Pelayanan Ibadah Haji Yang Sederhana Dan Cepat, Hanya Didalam Islam

Penetapan BPIH yang lebih rendah dari usuluan menag dimungkinkan karena adanya efisiensi di sejumlah pos kegiatan Haji.
Kisruh usulan kenaikan Biaya Perjalanan Ibadah Haji (BPIH) masih menjadi pertentangan ditengah masyarakat. Walau komisi VIII dengan Kemenag, akhirnya memutuskan bahwa BPIH tahun ini atau biaya yang dibayar langsung oleh jamaah haji rata-rata sebesar Rp49,8 juta atau 55,3%. (15/2/2023)
Sebagaimana kita ketahui sebelumnya, Menag mengusulkan kenaikan BPIH pada tahun 2023, naik rata-rata mencapai Rp98,8 juta. Sehingga biaya yang harus ditanggung oleh jamaah atau bipih naik signifikan dari tahun sebelumnya mencapai Rp69,2 juta.
Penetapan BPIH yang lebih rendah dari usuluan menag dimungkinkan karena adanya efisiensi di sejumlah pos kegiatan Haji. termasuk akomodasi dan asuransi, kemudian adanya efisiensi biaya konsumsi, yang biasanya diberikan sebanyak 3 kali menjadi 2 kali sehari.
-
Paradigma Kapitalis Sekuler
-
Besarnya BPIH tidak terlepas dari paradigma penguasa yang menerapkan sistem kapitalis sekuler. Cara berpikir hanya untuk mencari keuntungan sebesar - besarnya, menjadikan ibadah haji adalah upaya untuk mencari cuan.
Apalagi komponen kenaikan BPIH yang tidak jelas, karena termasuk pembiayaan terhadap pelayanan para ASN atau kasi haji yang tugasnya mencakup pendamping jamaah haji.
Padahal, gaji untuk para ASN sudah mendapat anggaran dari APBN, tugas mereka bukan hanya 3 bulan saja, namun tugas ASN yang mengurus jamaah haji dilakukan selama setahun. Maka tidaklah pantas jika negara malah menjadikan alasan kenaikan BPIH, salah satunya untuk membayar pelayanan ASN.
Padahal disisi lain negara tidak mampu memberika pelayanan yang terbaik untuk masyarakat. Seperti pelayanan birokrasi yang berbelit sehingga menyulitkan, lambatanya pelayanan, serta para pekerja yang jauh dari kata profesionalitas.
Ini menunjukkan kepada kita, bahwa ketidak mampuan negara dalam mengurus rakyatnya dalam sistem kapitalis sekuler hari ini.
-
Kepengurusan Islam yang sederhana, cepat dan profesioanal
-
Didalam Islam paradigma kepengurusan ibadah haji merupakan pelayanan publik. Islam menetapkan prinsip dasar dalam masalah pengaturan (manajerial), yaitu basathah fi an-nidzam (sistemnya sederhana), su’ah fi al-injaz (eksekusinya cepat) dan ditangani oleh orang yang profesional.

__________

* **Ketentuan Latihan**
1. Dalam teks tentang biaya ibadah haji, bagaimana frekuensi pemberian konsumsi jamaah diubah demi efisiensi?
2. Teruskan teks tentang biaya ibadah haji mulai dari kalimat sesudah bagian terakhirnya.

__________

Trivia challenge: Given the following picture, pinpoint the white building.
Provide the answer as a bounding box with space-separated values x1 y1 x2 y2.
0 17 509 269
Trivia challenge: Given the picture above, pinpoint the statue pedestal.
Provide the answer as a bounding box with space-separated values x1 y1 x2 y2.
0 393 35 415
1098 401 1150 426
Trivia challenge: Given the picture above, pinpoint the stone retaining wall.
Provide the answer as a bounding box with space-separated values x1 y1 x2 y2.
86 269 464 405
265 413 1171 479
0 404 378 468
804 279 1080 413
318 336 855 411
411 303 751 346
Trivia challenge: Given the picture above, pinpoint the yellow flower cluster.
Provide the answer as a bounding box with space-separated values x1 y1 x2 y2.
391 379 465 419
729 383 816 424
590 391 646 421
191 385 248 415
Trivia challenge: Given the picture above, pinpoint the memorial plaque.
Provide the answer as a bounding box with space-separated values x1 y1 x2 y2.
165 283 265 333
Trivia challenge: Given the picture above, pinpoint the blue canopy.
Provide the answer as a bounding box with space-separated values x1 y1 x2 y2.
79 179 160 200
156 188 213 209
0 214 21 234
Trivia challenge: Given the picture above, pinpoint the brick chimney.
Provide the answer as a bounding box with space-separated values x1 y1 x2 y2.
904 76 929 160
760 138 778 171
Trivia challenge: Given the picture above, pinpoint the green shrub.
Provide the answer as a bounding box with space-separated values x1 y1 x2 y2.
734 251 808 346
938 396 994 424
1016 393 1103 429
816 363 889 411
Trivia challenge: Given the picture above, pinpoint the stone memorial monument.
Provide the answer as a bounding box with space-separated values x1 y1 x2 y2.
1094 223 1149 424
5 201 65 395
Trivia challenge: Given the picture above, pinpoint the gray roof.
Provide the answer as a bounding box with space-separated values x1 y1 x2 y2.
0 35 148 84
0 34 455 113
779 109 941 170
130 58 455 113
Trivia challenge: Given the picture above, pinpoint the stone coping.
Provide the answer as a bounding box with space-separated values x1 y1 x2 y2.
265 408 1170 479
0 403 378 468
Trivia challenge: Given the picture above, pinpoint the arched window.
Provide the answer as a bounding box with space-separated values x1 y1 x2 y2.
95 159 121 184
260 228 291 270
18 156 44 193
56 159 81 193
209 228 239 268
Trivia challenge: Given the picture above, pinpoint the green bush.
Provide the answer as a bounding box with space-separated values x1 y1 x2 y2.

__________

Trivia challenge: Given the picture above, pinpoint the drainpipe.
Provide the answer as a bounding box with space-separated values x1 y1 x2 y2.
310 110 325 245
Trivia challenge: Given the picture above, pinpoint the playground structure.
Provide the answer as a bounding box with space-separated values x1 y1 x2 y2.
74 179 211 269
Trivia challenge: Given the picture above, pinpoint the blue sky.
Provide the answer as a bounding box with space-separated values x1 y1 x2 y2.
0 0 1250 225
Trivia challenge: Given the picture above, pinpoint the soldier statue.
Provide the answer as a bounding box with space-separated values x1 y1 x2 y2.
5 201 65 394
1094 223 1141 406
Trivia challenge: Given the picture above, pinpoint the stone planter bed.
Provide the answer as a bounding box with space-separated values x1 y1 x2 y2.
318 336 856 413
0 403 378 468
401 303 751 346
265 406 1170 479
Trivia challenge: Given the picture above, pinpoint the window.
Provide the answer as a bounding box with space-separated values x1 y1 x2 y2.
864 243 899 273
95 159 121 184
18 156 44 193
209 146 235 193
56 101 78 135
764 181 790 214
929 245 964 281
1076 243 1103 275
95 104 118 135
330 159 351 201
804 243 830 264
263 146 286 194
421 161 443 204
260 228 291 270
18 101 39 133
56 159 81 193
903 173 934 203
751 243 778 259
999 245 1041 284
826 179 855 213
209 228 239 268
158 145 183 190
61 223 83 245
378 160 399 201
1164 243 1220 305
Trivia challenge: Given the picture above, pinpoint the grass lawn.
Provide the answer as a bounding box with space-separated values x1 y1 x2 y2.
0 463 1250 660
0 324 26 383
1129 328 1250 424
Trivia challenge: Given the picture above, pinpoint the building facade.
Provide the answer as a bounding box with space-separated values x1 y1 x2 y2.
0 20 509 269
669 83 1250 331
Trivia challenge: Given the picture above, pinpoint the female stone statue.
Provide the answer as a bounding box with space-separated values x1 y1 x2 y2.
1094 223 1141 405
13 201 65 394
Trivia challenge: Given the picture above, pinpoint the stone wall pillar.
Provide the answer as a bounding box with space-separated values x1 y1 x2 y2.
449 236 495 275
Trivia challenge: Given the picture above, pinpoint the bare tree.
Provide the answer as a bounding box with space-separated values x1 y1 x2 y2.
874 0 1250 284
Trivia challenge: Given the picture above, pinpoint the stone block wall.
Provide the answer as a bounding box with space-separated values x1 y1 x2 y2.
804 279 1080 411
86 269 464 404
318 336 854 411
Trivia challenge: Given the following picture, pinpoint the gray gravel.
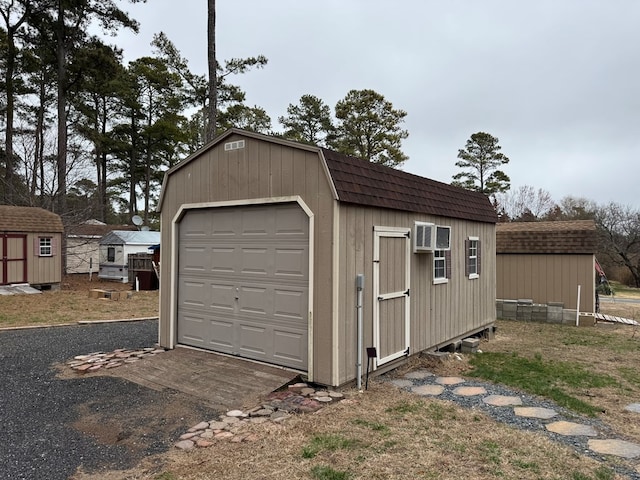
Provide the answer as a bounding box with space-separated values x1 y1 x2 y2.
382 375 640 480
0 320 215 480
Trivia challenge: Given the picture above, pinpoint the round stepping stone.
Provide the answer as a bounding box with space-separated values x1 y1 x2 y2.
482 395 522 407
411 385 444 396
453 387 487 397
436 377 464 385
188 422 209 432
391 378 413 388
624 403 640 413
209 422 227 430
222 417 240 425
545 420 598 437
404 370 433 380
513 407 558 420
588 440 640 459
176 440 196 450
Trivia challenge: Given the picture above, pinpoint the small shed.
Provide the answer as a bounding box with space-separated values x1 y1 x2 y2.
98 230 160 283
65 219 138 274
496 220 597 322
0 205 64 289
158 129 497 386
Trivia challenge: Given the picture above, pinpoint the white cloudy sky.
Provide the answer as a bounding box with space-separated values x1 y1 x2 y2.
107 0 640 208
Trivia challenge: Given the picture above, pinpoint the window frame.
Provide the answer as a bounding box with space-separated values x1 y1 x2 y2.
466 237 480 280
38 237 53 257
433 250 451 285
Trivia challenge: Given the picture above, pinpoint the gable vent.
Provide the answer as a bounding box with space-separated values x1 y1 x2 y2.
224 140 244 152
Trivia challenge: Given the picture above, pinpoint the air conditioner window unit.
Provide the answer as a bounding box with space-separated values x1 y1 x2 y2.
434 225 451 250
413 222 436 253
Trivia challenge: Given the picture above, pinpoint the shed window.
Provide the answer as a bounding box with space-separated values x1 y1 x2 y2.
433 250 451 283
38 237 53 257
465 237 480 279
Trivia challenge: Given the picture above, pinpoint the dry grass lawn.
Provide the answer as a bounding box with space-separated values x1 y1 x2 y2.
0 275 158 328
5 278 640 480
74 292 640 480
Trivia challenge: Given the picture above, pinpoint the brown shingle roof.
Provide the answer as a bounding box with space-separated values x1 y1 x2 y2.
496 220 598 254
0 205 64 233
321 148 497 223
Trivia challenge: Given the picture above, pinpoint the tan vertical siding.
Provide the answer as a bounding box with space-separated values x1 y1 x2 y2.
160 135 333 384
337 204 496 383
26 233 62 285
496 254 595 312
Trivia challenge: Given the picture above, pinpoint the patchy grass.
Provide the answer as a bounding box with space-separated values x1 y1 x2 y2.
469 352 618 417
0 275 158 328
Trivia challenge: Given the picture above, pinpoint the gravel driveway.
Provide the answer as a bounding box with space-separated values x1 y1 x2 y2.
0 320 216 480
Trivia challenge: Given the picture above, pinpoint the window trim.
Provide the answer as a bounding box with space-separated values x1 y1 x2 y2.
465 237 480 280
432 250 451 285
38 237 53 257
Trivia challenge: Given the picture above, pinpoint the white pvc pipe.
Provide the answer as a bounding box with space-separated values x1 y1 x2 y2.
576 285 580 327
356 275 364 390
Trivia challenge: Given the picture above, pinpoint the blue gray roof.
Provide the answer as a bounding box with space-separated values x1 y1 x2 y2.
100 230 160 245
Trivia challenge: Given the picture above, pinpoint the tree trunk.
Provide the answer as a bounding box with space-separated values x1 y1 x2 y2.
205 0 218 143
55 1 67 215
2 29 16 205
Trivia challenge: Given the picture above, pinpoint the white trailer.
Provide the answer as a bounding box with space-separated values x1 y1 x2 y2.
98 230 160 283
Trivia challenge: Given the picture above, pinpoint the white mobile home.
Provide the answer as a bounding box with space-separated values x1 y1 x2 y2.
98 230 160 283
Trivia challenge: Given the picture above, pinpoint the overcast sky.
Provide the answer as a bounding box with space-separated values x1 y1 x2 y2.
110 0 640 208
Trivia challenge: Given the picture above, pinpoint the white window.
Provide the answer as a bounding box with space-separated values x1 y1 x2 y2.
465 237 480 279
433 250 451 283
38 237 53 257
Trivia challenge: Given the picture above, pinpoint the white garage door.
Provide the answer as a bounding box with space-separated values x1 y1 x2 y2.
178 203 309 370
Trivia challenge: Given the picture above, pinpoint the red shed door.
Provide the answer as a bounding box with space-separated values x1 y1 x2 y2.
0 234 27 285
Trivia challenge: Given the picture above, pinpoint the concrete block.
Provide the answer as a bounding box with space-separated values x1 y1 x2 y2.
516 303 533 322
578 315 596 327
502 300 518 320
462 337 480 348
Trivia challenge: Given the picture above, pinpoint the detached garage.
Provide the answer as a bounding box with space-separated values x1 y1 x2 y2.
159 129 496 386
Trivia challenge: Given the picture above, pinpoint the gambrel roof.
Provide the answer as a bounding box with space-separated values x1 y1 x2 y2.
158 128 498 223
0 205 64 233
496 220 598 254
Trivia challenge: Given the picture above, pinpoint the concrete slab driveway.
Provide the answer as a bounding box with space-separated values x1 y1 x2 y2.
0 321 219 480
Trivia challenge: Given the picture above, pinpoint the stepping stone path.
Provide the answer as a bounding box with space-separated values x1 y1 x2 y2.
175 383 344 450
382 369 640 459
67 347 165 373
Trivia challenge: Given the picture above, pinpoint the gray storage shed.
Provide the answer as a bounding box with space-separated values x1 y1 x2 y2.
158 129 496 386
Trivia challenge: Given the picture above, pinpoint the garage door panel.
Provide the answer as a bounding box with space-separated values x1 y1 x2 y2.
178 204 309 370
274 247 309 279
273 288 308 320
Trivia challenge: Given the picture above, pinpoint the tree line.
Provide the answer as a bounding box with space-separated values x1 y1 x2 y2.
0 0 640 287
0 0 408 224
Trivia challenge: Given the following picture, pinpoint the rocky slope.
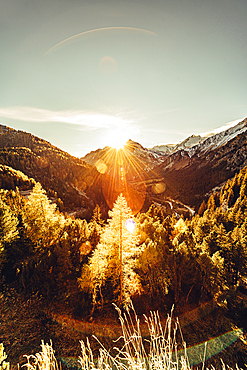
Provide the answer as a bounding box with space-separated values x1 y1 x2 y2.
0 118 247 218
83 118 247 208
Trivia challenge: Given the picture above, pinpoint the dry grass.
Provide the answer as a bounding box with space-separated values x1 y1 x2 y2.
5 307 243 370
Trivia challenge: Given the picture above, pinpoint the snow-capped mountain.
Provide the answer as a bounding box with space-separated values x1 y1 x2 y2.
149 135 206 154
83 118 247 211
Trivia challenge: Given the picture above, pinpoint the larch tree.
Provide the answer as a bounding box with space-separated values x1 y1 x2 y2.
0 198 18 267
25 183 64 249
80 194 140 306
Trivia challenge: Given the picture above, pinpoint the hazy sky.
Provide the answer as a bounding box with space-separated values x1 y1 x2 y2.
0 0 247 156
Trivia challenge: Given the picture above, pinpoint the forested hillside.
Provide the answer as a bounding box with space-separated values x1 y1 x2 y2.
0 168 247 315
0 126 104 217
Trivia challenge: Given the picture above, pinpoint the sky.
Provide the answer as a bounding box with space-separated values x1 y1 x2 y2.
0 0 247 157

__________

* **Jawaban Setiap Tugas**
1. Konsumsi yang biasanya diberikan tiga kali sehari dikurangi menjadi dua kali sehari.

2.
Karena itu, Khilafah sebagai satu negara, yang menaungi lebih dari 50 negeri kaum Muslim, bisa menempuh beberapa kebijakan:
1. Membentuk departemen khusus yang mengurus urusan haji dan umrah, dari pusat hingga ke daerah. Karena ini terkait dengan masalah administrasi, maka urusan tersebut bisa didesentralisasikan, sehingga memudahkan calon jamaah haji dan umrah. Dengan prinsip basathah fi an-nidzam, sur’ah fi al-injaz dan ditangani oleh orang yang profesional, maka urusan ini bisa dilayani dengan cepat dan baik. Departemen ini mengurusi urusan haji, terkait dengan persiapan, bimbingan, pelaksanaan hingga pemulangan ke daerah asal.
Departemen ini juga bisa bekerja sama dengan departemen kesehatan dalam mengurus kesehatan jamaah, termasuk departemen perhubungan dalam urusan transportasi massal.
2. Jika negara harus menetapkan ONH (ongkos naik haji), maka besar dan kecilnya tentu akan disesuaikan dengan biaya yang dibutuhkan oleh para jamaah berdasarkan jarak wilayahnya dengan Tanah Haram (Makkah-Madinah), serta akomodasi yang dibutuhkan selama pergi dan kembali dari tanah suci.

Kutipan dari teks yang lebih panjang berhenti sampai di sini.